# [WHAT YOU SHOULD DO]
Select every line of the data below that contains the word "element" and copy those lines.

# [RECORDS FOR THIS EXERCISE]

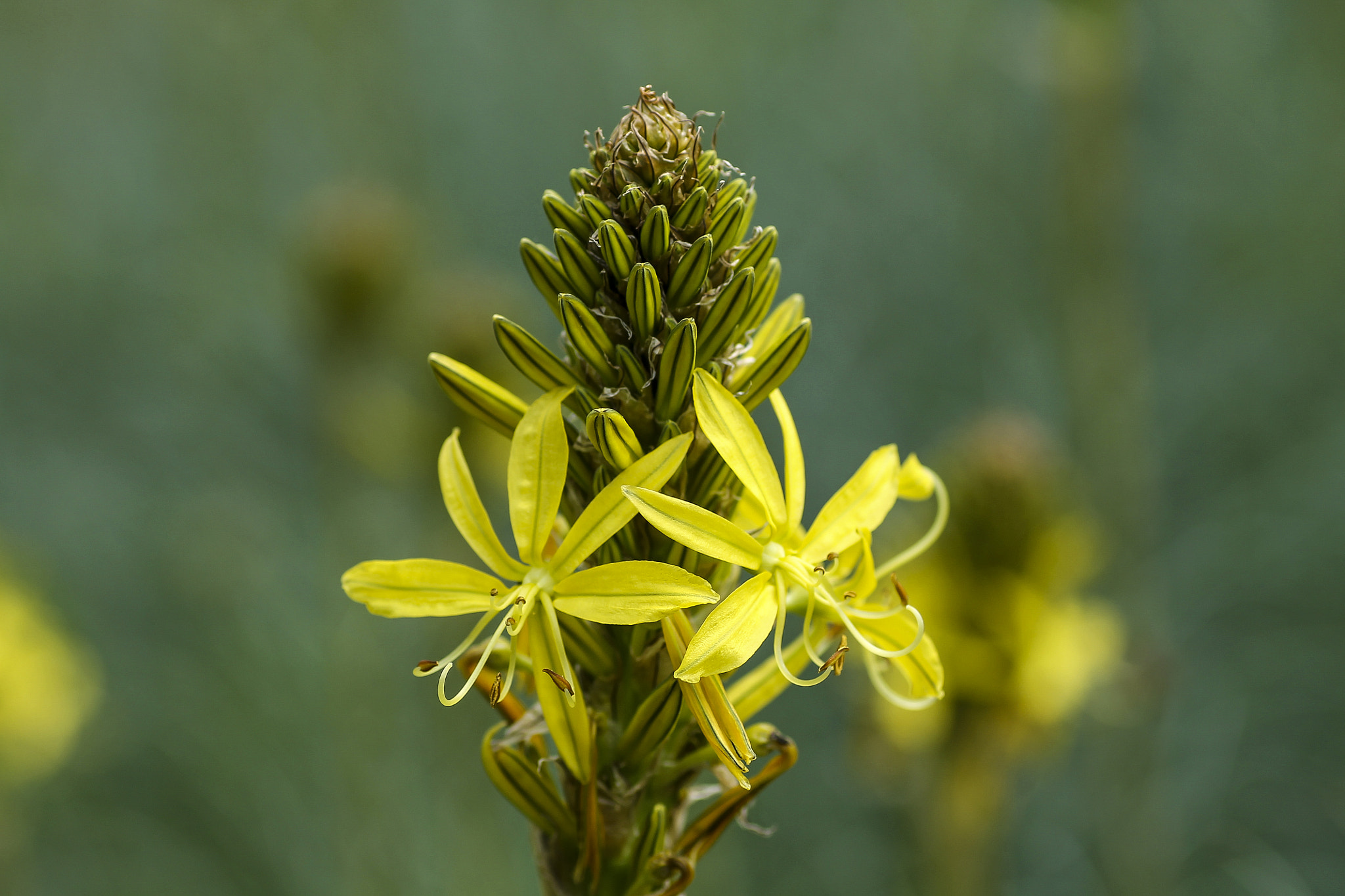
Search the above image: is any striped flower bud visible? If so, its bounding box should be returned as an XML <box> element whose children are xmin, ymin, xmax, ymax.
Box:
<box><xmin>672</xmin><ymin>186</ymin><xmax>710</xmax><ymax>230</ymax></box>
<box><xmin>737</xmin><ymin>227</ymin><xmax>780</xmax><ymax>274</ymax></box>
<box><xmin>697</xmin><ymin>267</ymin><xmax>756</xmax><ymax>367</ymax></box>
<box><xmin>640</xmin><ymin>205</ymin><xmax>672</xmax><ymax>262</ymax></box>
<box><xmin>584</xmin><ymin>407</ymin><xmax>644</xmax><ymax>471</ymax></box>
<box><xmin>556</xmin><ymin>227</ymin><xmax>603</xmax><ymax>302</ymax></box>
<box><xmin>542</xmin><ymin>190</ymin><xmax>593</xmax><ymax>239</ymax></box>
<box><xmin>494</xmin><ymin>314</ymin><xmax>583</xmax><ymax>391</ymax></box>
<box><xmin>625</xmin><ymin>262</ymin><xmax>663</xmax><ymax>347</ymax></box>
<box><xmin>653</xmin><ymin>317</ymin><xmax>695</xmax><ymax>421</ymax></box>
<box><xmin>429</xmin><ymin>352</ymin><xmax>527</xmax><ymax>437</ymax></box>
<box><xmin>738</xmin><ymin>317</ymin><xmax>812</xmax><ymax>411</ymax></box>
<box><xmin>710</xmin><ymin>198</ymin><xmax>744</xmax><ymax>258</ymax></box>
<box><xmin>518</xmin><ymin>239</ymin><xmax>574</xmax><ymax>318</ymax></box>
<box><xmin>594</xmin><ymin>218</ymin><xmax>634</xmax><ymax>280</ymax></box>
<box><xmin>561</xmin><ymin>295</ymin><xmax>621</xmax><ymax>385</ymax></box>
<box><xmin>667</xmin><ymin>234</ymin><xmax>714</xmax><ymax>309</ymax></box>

---

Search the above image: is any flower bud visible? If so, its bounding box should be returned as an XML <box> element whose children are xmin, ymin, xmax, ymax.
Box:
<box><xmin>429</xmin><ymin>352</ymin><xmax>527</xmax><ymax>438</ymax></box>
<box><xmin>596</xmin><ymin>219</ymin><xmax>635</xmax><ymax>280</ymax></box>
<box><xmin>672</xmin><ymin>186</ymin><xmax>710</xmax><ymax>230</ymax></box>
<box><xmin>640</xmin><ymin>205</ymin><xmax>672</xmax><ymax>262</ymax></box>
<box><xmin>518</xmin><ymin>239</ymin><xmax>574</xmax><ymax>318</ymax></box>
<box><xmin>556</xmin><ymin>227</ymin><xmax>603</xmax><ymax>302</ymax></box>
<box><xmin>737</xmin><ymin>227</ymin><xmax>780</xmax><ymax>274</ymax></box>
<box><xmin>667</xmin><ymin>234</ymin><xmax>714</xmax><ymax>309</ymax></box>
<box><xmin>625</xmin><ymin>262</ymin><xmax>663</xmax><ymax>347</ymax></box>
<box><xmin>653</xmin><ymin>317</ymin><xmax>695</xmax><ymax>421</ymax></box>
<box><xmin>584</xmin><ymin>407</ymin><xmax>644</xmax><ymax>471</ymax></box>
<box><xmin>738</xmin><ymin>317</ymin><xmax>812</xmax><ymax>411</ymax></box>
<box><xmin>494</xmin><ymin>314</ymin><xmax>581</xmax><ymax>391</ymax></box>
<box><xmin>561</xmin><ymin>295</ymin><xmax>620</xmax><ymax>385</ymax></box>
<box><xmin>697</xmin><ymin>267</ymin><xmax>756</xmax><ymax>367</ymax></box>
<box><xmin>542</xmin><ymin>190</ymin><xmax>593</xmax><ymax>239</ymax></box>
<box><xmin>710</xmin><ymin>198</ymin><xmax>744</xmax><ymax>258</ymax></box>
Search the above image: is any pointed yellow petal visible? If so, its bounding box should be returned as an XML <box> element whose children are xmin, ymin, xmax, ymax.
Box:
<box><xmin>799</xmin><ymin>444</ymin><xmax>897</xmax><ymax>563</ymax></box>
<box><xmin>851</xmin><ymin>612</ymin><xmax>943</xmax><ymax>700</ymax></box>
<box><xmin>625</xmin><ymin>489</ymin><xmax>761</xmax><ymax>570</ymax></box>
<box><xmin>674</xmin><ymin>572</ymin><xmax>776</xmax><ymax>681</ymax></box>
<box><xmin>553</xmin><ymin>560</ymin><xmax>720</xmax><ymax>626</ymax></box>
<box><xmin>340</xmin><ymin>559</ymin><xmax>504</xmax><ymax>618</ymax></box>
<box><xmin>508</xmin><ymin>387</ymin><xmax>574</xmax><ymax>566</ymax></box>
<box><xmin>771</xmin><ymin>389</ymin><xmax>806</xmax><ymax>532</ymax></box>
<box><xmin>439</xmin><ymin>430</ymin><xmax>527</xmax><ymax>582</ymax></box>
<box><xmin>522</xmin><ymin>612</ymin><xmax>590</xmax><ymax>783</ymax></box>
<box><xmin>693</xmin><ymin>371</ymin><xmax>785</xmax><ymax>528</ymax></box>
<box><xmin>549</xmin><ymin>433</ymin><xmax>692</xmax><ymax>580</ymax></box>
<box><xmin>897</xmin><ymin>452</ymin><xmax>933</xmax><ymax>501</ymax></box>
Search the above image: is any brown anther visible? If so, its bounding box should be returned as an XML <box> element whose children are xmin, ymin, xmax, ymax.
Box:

# [WRITTEN RESPONSE]
Search the above image: is any striped flower bud visible? If so, its bounding box should be returned as an XML <box> element whose children are xmin, ymin, xmax, ymax.
Search the above image: is any flower bud visible? If so, its bounding box should be returned as an XML <box> element whose children are xmin, ymin, xmax, ymax.
Search the above image: is any pointed yellow petal visible? If so, its bounding box should be returned as an XML <box> element whose children are xmin, ymin, xmax, ymax.
Search the above image: is any brown anther visible? If so, its bounding box should be returned as an XML <box> element whose children are xmin, ymin, xmax, ymax.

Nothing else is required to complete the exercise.